>> start
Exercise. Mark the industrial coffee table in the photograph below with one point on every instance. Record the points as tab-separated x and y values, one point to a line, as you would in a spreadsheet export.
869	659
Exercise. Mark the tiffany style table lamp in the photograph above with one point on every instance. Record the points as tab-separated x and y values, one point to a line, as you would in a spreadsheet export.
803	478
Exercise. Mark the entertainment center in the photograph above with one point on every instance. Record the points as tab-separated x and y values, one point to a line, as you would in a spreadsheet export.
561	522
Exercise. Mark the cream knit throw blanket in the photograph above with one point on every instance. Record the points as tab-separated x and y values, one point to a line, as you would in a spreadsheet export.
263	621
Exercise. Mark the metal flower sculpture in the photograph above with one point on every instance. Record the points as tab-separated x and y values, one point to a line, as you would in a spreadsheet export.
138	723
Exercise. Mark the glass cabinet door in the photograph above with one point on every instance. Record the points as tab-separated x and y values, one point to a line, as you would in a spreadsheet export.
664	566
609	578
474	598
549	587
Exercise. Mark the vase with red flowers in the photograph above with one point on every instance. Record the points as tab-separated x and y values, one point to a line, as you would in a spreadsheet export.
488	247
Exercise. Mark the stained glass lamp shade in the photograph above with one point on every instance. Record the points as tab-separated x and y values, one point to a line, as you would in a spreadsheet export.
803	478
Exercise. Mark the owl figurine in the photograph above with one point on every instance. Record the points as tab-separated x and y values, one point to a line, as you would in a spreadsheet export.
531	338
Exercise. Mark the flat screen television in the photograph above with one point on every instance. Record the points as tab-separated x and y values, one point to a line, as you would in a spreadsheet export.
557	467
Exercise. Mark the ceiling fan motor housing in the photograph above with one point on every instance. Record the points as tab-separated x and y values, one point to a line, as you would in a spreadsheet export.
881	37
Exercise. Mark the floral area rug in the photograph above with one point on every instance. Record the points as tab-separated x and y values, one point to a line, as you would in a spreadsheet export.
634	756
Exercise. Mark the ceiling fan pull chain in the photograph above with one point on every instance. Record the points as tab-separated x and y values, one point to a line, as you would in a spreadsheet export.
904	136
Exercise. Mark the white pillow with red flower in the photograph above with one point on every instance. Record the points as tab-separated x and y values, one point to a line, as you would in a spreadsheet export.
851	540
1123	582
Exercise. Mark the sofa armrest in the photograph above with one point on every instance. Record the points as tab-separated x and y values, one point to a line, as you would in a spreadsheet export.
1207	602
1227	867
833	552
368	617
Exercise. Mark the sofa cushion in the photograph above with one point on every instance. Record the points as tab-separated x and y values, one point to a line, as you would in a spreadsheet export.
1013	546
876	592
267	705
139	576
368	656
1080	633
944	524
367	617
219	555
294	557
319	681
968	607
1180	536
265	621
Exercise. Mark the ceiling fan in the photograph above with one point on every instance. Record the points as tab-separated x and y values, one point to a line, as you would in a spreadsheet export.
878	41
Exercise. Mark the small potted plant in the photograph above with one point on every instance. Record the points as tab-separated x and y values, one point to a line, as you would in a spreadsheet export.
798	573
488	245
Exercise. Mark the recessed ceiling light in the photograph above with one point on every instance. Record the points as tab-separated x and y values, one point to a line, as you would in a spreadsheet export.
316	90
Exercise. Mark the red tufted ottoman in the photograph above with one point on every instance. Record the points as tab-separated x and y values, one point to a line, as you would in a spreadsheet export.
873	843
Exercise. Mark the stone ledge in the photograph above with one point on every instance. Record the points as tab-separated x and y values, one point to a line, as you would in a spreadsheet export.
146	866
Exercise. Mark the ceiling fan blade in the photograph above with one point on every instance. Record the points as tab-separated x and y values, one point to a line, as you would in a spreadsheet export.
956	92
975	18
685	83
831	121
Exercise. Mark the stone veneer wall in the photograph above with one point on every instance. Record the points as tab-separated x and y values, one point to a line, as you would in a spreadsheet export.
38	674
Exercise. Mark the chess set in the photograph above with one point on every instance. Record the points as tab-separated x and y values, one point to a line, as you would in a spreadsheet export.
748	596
>> end
**Required work**
Convert every line of the listing above into a Markdown table with the columns "Row" and "Line". Number the rows in order and skip blank lines.

**Solution for this problem**
| Row | Line |
|---|---|
| 1 | Exercise. Mark the industrial coffee table in the photograph below with one point on every instance. Record the points as tab-separated x and y values, one point to a line, as you would in a spreadsheet export. |
| 2 | 869	659 |
| 3 | Exercise. Mark the tiffany style table lamp in the photograph above with one point on every instance. Record the points as tab-separated x and y values, one point to a line, as you would in a spreadsheet export. |
| 4 | 803	478 |
| 5 | Exercise. Mark the entertainment center in the photograph above with one point on every instance. Record the points as tab-separated x and y values, one point to a line, as you would in a spreadsheet export. |
| 6 | 561	522 |
| 7 | Exercise. Mark the cream knit throw blanket in the photograph above with one point on every instance. Record the points as tab-separated x and y values, one point to a line, as you would in a spreadsheet export. |
| 8 | 263	621 |
| 9 | Exercise. Mark the metal flower sculpture in the photograph above with one point on every instance. Record the points as tab-separated x and y values, one point to a line, as you would in a spreadsheet export. |
| 10 | 138	723 |
| 11 | Exercise. Mark the glass cabinet door in the photograph above with one point on every instance. Record the points as tab-separated x and y values, one point to a line, as you would in a spreadsheet export. |
| 12 | 664	566 |
| 13 | 609	578 |
| 14 | 474	598 |
| 15 | 549	587 |
| 16 | Exercise. Mark the vase with red flowers in the photograph above with one point on every instance. Record the points as tab-separated x and y values, one point to a line, as you would in a spreadsheet export. |
| 17 | 488	247 |
| 18 | Exercise. Mark the stained glass lamp shade in the photograph above with one point on every instance. Record the points as tab-separated x and y values, one point to a line, as you would in a spreadsheet export. |
| 19 | 803	478 |
| 20 | Exercise. Mark the owl figurine in the photograph above with one point on every instance. Record the points as tab-separated x and y values, one point to a line, as you would in a spreadsheet export. |
| 21 | 531	338 |
| 22 | Exercise. Mark the flat screen television in the photograph above with one point on every instance. Record the points as tab-separated x and y values, one point to a line, as you would in a spreadsheet export. |
| 23 | 557	467 |
| 24 | Exercise. Mark the ceiling fan motor housing in the photograph above with one point on every instance. Record the points as tab-separated x and y values, one point to a line, as you would in a spreadsheet export. |
| 25 | 881	37 |
| 26 | Exercise. Mark the floral area rug in the photograph above with one point on every instance. Record the points as tab-separated x and y values, one point to a line, as you would in a spreadsheet export. |
| 27 | 634	756 |
| 28 | Exercise. Mark the ceiling fan pull chain in the photograph above with one point on every instance. Record the points as tab-separated x and y values, one point to a line, as you would in a spreadsheet export. |
| 29 | 904	136 |
| 30 | Exercise. Mark the white pillow with red flower in the photograph above with one point on every instance. Record the points as tab-separated x and y values, one point to a line, as you would in a spreadsheet export. |
| 31 | 851	540 |
| 32 | 1123	582 |
| 33 | Exercise. Mark the sofa armrest in the photograph above with one point on every instance. Record the points as tab-separated x and y values, one point to a line, as you would in a spreadsheet export. |
| 34 | 1207	602 |
| 35 | 1227	867 |
| 36 | 833	552 |
| 37 | 368	617 |
| 38 | Exercise. Mark the sofa cushion in the photograph above with one point on every instance. Record the points as tab-separated x and y values, one point to a line, as you would in a spreadsheet export. |
| 39 | 1013	546 |
| 40 | 876	592 |
| 41 | 267	705 |
| 42 | 139	576 |
| 43 | 368	656 |
| 44 | 1080	633 |
| 45 | 944	524 |
| 46 | 367	617 |
| 47 | 219	555 |
| 48 | 294	557 |
| 49 | 319	681 |
| 50 | 968	607 |
| 51 | 1180	536 |
| 52 | 265	621 |
| 53 | Exercise. Mark the ceiling fan in the photograph above with one point on every instance. Record the points as tab-separated x and y values, one point to a line, as you would in a spreadsheet export. |
| 54 | 878	41 |
| 55 | Exercise. Mark the small potted plant in the photograph above with one point on every instance. Record the points as tab-separated x and y values, one point to a line, as you would in a spreadsheet export. |
| 56 | 798	573 |
| 57 | 488	245 |
| 58 | Exercise. Mark the recessed ceiling light in the photograph above with one point on every instance. Record the points as tab-separated x and y values, one point to a line, as you would in a spreadsheet export. |
| 59 | 316	90 |
| 60 | Exercise. Mark the red tufted ottoman in the photograph above with one point on every instance. Record the points as tab-separated x and y values, one point to a line, as you would in a spreadsheet export. |
| 61 | 873	843 |
| 62 | Exercise. Mark the stone ledge in the photograph above with one point on every instance. Record the points as tab-separated x and y values, one point to a line, as you would in a spreadsheet export. |
| 63 | 146	866 |
| 64 | Exercise. Mark the ceiling fan blade in the photograph above with one point on every instance. Record the points as tab-separated x and y values, one point to a line, as you would in a spreadsheet export. |
| 65 | 956	92 |
| 66 | 975	18 |
| 67 | 685	83 |
| 68 | 831	121 |
| 69 | Exercise. Mark the stone veneer wall in the photograph above with one point on every instance. Record the points as tab-separated x and y values, one point to a line, as you would in a spreadsheet export. |
| 70 | 38	674 |
| 71 | Exercise. Mark the chess set in the photograph above with one point on every instance. Record the points as tab-separated x and y values, one point to a line, as you would in a spreadsheet export. |
| 72 | 748	596 |